**Raw records:**
[Start]
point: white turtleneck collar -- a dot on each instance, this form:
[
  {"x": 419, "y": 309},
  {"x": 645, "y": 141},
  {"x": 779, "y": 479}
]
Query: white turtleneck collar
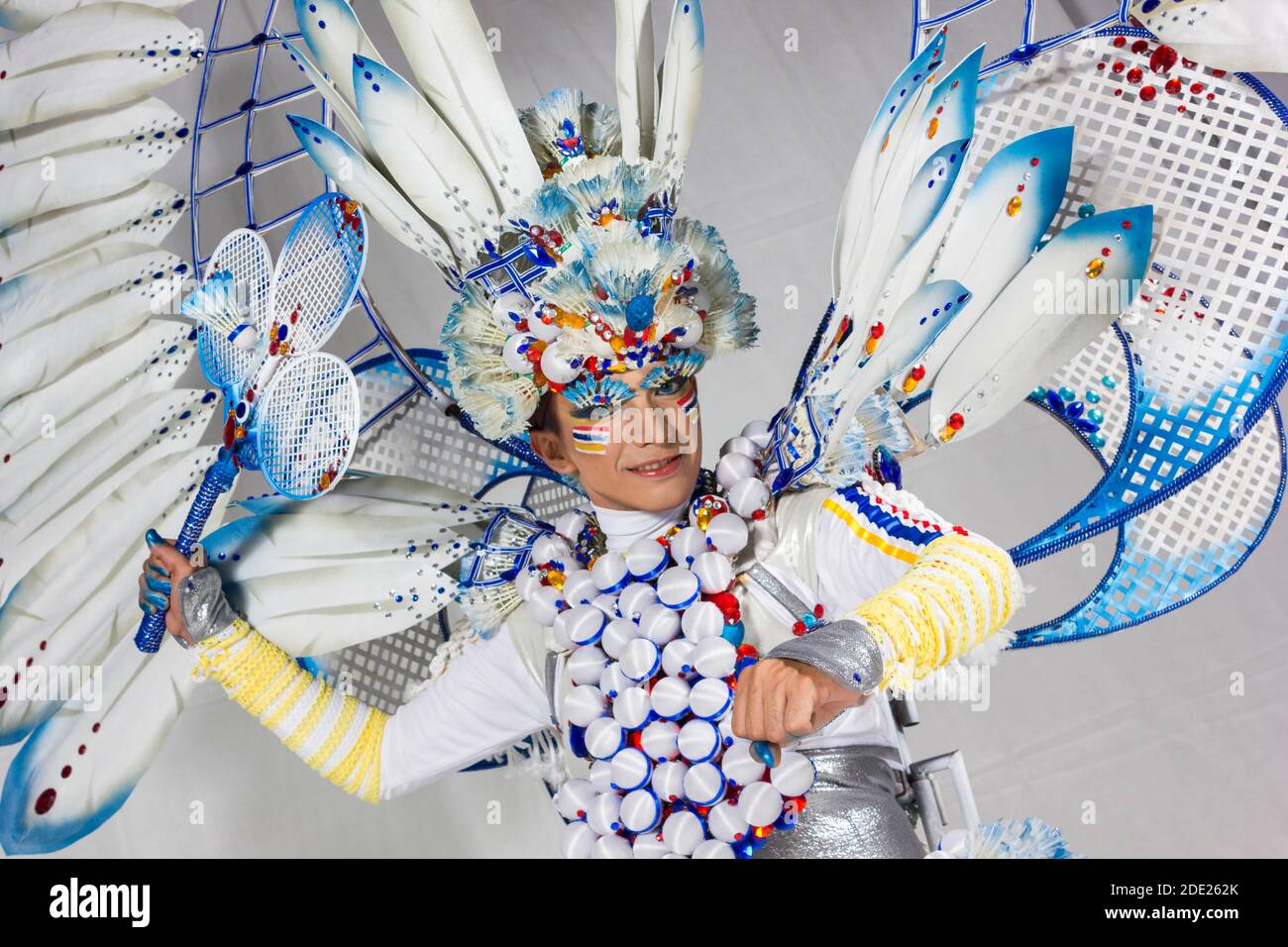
[End]
Copy the records above line for line without changing anything. Leave out the pictures.

point: white turtleneck collar -- a dot on each instance, this form:
[
  {"x": 419, "y": 309},
  {"x": 645, "y": 141},
  {"x": 779, "y": 479}
]
Query: white turtleneck collar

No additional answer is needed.